There are four consecutive occurrences of Edge pixels in frame_0
through frame_3, and four consecutive occurrences of NoEdge pixels
in frame_4 through frame_7. The term Edge_Spree is defined as the
largest number of consecutive Edge pixels in a Pixel_Vector. The
term NoEdge_Spree is defined as the largest number of consecutive
NoEdge pixels in a Pixel_Vector. In the exemplary Pixel_Vector in
FIG. 15, the value of Edge_Spree is 4, and the value of
NoEdge_Spree is 4.
[0084] In an exemplary embodiment, the Bit Histogram includes the
Pixel_Vector_Matrix and other data structures designed to store
additional quantities associated with each Pixel_Vector. The
quantities are "Edges", "Changes", "Edge_Spree" and
"NoEdge_Spree."
[0085] Edges is defined as the total count of Edge Pixels in the
Pixel_Vector, and is stored in a register called the Edges_Register
as defined in detail below. Changes is defined as the total count
of changes from Edge to NoEdge, or NoEdge to Edge, in the
Pixel_Vector, and is stored in a register called the
Changes_Register as defined in detail below. Edge_Spree is defined
as the largest count of pixels comprising a consecutive series of
Edge pixels in a Pixel_Vector and is stored in a register called
the Edge_Spree_Register as defined in detail below. NoEdge_Spree is
defined as the largest count of pixels comprising a consecutive
series of NoEdge pixels in a Pixel_Vector, and is stored in a
register called the NoEdge_Spree_Register as defined in detail
below. The length of each of these four registers is directly
related to the length of the Pixel_Vector.
[0086] The Edges_Register should be able to store the highest
possible count of Edge pixels in a Pixel_Vector. The highest
possible count of Edge pixels in a Pixel_Vector is the length of
the Pixel_Vector itself. In our exemplary Pixel_Vector in FIG. 15,
there are at most 8 pixels, and therefore there can be at most
eight Edge pixels appearing in the Pixel_Vector. In order to store
the decimal value 8 in binary, the Edge_Register must comprise at
least 4 bits which accommodate the decimal range 0 to 8.

• _AIM_: In the patent passage about the Bit Histogram, paragraph [0085] names a register for each stored quantity. List every one of those registers along with the quantity it holds.

• _LISTED RECORDS_:
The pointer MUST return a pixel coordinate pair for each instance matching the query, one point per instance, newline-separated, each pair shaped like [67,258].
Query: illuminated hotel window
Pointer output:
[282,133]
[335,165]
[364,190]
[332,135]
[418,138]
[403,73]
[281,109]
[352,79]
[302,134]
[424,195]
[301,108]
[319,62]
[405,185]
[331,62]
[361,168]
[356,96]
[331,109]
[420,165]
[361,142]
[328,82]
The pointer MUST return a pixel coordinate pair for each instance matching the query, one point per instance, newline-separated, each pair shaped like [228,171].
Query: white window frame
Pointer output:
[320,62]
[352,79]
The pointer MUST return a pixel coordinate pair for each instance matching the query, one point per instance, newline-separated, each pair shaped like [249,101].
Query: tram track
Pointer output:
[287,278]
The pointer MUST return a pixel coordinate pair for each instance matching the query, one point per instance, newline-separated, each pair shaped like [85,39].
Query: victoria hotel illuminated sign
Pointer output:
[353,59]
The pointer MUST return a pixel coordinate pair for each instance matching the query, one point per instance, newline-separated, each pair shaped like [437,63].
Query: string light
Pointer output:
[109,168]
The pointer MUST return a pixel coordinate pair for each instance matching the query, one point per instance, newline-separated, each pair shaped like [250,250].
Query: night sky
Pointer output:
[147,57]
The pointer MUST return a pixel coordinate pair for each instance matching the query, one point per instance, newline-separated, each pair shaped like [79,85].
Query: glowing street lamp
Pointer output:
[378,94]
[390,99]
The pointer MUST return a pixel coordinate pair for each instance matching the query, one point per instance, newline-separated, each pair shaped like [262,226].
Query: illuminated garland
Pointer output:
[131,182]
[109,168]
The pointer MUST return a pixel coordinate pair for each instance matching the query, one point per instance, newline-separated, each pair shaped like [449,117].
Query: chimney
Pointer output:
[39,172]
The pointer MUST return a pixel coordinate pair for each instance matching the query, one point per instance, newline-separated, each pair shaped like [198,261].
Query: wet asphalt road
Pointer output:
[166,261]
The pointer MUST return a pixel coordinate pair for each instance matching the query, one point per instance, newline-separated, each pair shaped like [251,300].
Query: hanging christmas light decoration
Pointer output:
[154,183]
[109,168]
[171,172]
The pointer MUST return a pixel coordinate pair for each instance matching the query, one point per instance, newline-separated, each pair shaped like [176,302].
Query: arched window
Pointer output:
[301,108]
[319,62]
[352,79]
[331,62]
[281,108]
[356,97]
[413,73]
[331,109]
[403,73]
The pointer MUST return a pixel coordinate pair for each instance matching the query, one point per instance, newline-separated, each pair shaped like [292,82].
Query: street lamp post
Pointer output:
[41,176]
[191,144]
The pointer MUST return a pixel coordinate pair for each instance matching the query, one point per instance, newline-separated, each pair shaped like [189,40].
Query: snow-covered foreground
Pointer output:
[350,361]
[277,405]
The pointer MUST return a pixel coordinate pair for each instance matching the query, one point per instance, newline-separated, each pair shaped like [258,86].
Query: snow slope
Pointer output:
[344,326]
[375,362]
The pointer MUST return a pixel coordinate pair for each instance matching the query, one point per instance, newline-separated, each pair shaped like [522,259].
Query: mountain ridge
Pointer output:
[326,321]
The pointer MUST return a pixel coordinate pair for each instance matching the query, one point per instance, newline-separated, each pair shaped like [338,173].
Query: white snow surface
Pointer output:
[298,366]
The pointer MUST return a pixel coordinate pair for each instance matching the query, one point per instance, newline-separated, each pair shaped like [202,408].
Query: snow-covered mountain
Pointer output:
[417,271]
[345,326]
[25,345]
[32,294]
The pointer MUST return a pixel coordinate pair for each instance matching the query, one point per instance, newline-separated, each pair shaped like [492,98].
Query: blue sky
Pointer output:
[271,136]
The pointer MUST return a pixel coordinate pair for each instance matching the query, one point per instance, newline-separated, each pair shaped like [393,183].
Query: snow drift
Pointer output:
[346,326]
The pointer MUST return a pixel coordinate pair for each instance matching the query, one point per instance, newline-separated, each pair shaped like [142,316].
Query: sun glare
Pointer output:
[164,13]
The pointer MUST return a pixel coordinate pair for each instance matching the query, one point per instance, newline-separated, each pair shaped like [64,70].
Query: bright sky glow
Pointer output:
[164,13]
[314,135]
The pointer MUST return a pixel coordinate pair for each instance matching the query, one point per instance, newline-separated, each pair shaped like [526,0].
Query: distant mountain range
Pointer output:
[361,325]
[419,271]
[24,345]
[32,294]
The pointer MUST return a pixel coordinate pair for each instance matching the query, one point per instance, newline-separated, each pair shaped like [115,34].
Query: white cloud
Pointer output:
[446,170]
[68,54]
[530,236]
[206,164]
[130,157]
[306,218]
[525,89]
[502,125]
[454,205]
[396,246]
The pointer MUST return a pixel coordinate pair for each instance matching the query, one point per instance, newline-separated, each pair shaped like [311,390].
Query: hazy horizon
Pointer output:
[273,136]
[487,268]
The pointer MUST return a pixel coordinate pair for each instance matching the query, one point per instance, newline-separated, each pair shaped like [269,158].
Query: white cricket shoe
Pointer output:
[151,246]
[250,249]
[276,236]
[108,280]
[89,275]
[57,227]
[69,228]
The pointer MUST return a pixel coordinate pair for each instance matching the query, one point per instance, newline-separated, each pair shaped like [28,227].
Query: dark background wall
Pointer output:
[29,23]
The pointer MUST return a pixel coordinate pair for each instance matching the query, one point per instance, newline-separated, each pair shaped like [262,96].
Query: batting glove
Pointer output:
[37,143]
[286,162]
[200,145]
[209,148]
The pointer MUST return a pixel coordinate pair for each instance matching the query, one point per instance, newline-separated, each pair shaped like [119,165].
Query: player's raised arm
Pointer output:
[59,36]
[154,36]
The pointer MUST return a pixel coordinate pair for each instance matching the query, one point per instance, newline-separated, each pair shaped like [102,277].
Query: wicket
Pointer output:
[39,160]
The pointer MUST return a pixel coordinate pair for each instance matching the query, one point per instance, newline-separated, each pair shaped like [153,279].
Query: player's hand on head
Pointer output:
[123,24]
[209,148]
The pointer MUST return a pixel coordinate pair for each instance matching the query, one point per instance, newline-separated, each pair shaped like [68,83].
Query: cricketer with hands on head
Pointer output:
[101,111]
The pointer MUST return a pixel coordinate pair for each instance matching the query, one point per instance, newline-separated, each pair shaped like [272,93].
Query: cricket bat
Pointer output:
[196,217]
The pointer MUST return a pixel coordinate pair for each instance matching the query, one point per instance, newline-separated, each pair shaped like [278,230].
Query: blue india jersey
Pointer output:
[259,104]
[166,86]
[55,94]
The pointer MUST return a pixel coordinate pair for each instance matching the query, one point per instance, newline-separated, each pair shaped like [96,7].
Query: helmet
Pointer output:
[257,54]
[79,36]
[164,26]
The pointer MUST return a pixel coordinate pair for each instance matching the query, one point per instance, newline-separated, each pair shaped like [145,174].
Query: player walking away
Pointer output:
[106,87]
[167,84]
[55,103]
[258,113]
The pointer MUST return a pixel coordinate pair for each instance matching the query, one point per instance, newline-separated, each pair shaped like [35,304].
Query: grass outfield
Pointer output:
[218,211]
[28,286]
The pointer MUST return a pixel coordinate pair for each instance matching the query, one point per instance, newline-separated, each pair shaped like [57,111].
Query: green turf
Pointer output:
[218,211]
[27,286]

• _COMPLETED EXERCISE_:
- Edges_Register: Edges, the total count of Edge pixels in the Pixel_Vector
- Changes_Register: Changes, the total count of changes from Edge to NoEdge, or NoEdge to Edge, in the Pixel_Vector
- Edge_Spree_Register: Edge_Spree, the largest count of pixels in a consecutive series of Edge pixels in a Pixel_Vector
- NoEdge_Spree_Register: NoEdge_Spree, the largest count of pixels in a consecutive series of NoEdge pixels in a Pixel_Vector